J. C. Smith, CEO of Thompson Reuters: “Digital identity is the building block towards trusted access, authentication and privacy,”
From Digital identity paves way for trusted access, authentication and privacy says CISCO CEO at Davos
Mr. Smith is surely correct. All of the characteristics that we are interested in at the customer level (eg, privacy) can only be delivered through a digital identity layer that forms a fundamental platform for a wide variety of services and in response to a wide variety of use cases. To illustrate just how wide, consider the four use cases that I always put up to test the completeness of any digital identity vision that I am presented with: multiple identities, witness protection, whistleblowing and adult services. Each of these four examples imposes very different demands on digital identity and any practical digital identity system has to cope with all of them in ways that should be determined by society, not by technologists.
“Digital identities and access systems are foundational elements of our shared digital future” said Derek O’Halloran, Head, World Economic Forum System Initiative on Shaping the Future of Digital Economy and Society.

▸ **REQUIREMENT 1**:
Using the excerpt on digital identity, explain in one to three sentences why the author agrees with Mr. Smith.
▸ **REQUIREMENT 2**:
Answer these questions from the excerpt on digital identity:
(a) What four use cases does the author use to test a digital identity vision?
(b) According to the author, who should determine how a practical digital identity system copes with those use cases?
(c) What position does Derek O'Halloran hold?
▸ **REQUIREMENT 3**:
Pick up the excerpt on digital identity after its last sentence and continue it.
The data that comes next has nothing to do with these tasks.

▸ **LISTED ENTRIES**:
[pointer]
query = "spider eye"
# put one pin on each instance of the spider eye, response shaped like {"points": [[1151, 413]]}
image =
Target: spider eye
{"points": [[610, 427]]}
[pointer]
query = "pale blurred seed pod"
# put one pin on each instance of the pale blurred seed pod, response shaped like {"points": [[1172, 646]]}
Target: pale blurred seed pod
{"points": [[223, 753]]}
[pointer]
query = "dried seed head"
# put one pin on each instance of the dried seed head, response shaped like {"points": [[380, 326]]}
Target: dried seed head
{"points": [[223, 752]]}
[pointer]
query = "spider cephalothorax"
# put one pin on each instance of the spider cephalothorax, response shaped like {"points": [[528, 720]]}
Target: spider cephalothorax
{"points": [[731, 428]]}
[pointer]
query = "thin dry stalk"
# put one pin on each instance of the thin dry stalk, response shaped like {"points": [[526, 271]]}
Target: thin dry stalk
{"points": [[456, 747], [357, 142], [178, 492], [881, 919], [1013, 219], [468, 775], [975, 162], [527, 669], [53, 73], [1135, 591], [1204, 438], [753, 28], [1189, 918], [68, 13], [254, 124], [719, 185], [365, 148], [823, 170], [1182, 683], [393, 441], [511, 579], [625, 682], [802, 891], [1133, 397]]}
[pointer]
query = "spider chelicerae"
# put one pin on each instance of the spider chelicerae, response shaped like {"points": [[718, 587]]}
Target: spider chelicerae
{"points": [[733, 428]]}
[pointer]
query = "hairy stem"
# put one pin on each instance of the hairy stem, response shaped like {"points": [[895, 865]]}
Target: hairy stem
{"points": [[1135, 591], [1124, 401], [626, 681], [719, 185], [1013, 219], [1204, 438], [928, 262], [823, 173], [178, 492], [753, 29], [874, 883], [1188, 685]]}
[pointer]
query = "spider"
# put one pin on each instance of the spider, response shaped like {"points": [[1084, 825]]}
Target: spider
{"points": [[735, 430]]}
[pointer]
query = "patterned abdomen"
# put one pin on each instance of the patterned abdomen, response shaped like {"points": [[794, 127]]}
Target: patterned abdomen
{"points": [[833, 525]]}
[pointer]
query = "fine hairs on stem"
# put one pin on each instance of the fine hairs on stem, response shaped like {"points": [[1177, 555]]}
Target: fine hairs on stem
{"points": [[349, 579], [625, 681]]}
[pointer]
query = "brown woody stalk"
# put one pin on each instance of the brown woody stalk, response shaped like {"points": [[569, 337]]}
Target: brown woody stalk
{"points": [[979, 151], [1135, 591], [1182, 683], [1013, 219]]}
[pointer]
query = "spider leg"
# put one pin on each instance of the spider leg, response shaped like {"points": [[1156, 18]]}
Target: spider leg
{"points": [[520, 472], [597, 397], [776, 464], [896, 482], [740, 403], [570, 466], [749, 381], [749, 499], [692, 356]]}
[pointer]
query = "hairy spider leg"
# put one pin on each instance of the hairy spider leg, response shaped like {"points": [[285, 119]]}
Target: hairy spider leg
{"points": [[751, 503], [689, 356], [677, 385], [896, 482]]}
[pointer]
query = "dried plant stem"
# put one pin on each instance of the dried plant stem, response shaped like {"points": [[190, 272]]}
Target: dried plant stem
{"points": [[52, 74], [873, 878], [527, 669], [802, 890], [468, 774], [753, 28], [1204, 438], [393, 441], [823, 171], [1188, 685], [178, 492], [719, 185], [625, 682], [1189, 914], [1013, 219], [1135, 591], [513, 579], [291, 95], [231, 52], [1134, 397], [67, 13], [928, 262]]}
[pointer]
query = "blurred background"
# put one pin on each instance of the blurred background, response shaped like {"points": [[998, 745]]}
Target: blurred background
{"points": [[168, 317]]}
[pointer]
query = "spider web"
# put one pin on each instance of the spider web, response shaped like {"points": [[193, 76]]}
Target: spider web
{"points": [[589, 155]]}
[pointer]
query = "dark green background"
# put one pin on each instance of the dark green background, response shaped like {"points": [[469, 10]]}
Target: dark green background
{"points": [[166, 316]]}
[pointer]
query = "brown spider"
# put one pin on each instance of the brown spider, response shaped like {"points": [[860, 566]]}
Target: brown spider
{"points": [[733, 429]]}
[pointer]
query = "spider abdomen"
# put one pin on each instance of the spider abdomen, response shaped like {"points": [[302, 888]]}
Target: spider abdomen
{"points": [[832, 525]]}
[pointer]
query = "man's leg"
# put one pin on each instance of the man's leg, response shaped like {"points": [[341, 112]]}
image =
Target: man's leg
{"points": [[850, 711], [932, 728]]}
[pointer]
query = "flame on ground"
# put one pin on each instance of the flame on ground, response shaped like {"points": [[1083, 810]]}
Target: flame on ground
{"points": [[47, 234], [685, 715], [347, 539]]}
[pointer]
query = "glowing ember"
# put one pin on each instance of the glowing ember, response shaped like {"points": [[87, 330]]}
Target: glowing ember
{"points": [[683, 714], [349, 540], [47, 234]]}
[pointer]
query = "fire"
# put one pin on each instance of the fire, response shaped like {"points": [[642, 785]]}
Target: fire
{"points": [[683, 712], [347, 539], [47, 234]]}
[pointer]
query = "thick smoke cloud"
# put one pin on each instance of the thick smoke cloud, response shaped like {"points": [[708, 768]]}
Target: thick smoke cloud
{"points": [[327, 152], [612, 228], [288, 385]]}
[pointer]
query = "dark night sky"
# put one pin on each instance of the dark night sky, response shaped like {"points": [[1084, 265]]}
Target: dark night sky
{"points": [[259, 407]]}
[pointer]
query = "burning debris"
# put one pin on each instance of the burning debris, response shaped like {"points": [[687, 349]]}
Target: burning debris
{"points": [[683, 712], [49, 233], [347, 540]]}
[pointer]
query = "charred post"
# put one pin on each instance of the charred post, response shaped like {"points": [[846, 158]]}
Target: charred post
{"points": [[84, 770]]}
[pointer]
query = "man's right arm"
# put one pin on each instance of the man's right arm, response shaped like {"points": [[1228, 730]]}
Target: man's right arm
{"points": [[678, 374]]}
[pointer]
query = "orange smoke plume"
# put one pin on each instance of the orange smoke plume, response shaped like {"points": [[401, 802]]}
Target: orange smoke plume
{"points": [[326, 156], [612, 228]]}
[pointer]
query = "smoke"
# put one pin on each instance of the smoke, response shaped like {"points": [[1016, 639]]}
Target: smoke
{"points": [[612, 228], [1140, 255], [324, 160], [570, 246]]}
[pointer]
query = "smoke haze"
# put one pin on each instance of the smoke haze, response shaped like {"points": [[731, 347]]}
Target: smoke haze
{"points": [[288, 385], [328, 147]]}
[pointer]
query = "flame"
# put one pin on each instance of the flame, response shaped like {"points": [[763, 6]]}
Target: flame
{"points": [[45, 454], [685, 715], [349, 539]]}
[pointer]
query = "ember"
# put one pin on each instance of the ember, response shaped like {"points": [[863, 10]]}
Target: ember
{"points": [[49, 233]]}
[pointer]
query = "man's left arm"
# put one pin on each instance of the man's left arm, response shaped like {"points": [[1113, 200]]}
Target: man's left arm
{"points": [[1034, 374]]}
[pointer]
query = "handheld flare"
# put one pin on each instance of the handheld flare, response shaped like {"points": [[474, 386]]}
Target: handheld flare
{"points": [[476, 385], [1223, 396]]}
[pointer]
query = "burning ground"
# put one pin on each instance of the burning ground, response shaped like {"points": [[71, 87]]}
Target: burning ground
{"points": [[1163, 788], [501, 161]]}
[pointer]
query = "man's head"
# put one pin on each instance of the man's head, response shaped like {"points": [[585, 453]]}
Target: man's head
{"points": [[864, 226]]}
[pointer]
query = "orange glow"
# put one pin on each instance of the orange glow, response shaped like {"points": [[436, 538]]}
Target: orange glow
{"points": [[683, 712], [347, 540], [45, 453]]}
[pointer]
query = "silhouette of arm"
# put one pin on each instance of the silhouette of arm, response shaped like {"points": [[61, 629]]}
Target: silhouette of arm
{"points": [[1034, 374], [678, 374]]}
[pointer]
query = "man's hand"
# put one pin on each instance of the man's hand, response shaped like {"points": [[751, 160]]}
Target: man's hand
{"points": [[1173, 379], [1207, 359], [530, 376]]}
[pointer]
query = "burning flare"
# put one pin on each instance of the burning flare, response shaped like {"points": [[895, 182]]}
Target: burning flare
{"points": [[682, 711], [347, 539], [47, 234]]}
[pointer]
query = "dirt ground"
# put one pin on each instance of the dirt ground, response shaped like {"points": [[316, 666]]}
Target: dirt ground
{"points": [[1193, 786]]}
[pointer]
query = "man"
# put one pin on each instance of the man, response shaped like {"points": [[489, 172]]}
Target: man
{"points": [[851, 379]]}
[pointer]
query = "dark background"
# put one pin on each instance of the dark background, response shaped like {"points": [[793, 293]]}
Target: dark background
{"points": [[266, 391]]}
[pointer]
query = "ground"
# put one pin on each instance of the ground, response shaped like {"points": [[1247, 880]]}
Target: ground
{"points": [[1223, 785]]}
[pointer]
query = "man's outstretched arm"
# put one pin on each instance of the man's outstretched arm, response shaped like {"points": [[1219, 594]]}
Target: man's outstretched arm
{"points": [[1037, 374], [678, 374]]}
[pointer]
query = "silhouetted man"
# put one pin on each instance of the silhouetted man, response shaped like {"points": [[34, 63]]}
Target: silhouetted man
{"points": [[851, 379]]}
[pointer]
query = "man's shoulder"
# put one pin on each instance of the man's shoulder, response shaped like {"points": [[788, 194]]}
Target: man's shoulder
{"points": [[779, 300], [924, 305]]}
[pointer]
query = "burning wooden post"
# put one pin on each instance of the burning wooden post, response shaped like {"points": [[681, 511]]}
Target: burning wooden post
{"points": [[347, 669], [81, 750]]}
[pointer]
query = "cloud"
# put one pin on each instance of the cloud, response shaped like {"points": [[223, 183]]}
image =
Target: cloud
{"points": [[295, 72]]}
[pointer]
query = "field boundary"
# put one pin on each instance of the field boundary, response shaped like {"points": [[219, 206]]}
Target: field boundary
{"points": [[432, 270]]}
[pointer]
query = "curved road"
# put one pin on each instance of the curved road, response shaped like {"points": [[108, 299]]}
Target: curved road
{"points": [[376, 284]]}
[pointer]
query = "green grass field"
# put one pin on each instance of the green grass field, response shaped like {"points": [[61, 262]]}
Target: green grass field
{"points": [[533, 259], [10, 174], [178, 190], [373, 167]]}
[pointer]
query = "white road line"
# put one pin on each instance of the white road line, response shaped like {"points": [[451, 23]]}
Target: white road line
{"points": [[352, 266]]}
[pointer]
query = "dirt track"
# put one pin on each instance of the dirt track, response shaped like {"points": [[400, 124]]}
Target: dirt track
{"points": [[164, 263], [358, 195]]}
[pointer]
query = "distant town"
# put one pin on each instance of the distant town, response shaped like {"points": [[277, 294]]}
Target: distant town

▸ **ANSWER 1**:
The author agrees because every customer-level characteristic of interest, such as privacy, can only be delivered through a digital identity layer. That layer forms a fundamental platform for a wide variety of services and use cases.

▸ **ANSWER 2**:
(a) Multiple identities, witness protection, whistleblowing and adult services.
(b) Society, not technologists.
(c) Head, World Economic Forum System Initiative on Shaping the Future of Digital Economy and Society.

▸ **ANSWER 3**:
From Digital Identity – Why It Matters and Why It’s Important We Get It Right | World Economic Forum
Mr. O’Halloran is surely correct. I like this framing of issue as shared digital future, because it reinforces the point that digital identity must be shaped by a shared vision that necessarily encompasses some difficult issues. We all understand there are wide cultural differences in how identity is conceptualised and animated. There is no single position on surveillance, to choose an obvious case, that we can use to set all of the requirements. Meeting these varied needs is a really challenge to those of trying to formulate ideas about how to fix the “identity problem”.
Digital identity is relevant in a wide range of situations that require people and entities to prove who they are
From Digital Identity – Why It Matters and Why It’s Important We Get It Right | World Economic Forum
This is, frankly, wrong. And it illustrates just how important it is to build the right conceptual framework around digital identity before we rush to deploy biometrics, bots and blockchains to fix the identity problem referred to above. It is wrong because in almost all of the situations where digital identity is needed in the modern world, it is not to demonstrate who you are but to demonstrate what you are: an employee, a citizen, a subscriber, a member of the club, an adult and so on. One of the most profound elements of the new identity paradigm is to separate the binding of digital identity to real entities from the binding of digital identity to credentials used to enable transactions (and the authentication of the holders of those transactions). You can see this separation clearly in the structure of the draft NIST Digital Identity Guidelines (SP-800-63-3).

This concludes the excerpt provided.